■ Required task: Update the records from their start through the line with "36), (44, 39)]]", changing "masks recorded" to "masks saved" and keeping everything else the same. Give back only those lines.

■ Data for this exercise:
>>

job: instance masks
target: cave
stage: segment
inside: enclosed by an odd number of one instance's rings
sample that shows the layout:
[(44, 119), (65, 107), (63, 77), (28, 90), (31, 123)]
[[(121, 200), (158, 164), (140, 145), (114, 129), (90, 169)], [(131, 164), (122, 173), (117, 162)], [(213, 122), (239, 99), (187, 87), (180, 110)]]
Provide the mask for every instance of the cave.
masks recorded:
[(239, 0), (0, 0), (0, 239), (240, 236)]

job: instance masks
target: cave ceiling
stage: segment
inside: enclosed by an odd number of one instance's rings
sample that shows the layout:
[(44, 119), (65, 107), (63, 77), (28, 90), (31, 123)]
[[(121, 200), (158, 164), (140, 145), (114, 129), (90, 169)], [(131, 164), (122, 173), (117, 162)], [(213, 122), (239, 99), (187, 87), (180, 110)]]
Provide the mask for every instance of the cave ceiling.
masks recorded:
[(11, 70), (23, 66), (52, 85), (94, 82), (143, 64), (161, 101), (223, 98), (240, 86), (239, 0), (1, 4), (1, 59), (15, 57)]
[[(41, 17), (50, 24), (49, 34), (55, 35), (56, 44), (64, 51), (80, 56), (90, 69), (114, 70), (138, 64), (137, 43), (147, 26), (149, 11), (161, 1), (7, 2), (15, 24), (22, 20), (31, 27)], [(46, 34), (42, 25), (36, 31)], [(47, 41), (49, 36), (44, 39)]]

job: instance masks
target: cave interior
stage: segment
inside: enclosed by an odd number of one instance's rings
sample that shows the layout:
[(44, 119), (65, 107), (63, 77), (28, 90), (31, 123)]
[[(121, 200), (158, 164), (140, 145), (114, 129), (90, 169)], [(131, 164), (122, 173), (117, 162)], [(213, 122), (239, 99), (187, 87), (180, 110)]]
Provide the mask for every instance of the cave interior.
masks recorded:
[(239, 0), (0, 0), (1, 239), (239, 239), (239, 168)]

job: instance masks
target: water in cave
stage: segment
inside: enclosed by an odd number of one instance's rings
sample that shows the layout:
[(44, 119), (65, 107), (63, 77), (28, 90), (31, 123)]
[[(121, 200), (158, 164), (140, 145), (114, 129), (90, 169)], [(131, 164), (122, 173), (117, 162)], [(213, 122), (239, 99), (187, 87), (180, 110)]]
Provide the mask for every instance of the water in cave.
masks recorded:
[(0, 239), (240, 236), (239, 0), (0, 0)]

<<

■ Answer to the exercise:
job: instance masks
target: cave
stage: segment
inside: enclosed by an odd number of one instance's rings
sample that shows the layout:
[(44, 119), (65, 107), (63, 77), (28, 90), (31, 123)]
[[(121, 200), (158, 164), (140, 145), (114, 129), (90, 169)], [(131, 164), (122, 173), (117, 162)], [(213, 122), (239, 99), (187, 87), (180, 110)]]
Provide the mask for every instance of the cave.
masks saved:
[(239, 0), (0, 0), (0, 239), (240, 236)]

job: instance masks
target: cave ceiling
stage: segment
inside: enclosed by an odd number of one instance's rings
sample that shows the layout:
[(44, 119), (65, 107), (63, 77), (28, 90), (31, 123)]
[[(121, 200), (158, 164), (140, 145), (114, 129), (90, 169)], [(131, 164), (122, 173), (117, 162)], [(213, 122), (239, 99), (187, 87), (180, 110)]]
Provide the mask for every instance of the cave ceiling.
masks saved:
[(11, 70), (23, 66), (52, 85), (94, 82), (143, 64), (161, 101), (223, 98), (240, 86), (239, 0), (1, 4), (1, 59), (15, 57)]
[[(41, 17), (50, 24), (49, 34), (55, 35), (56, 44), (64, 51), (80, 56), (90, 69), (114, 70), (138, 64), (137, 43), (147, 26), (149, 11), (161, 1), (7, 2), (15, 24), (22, 20), (31, 27)], [(46, 34), (42, 25), (36, 31)], [(47, 41), (49, 36), (44, 39)]]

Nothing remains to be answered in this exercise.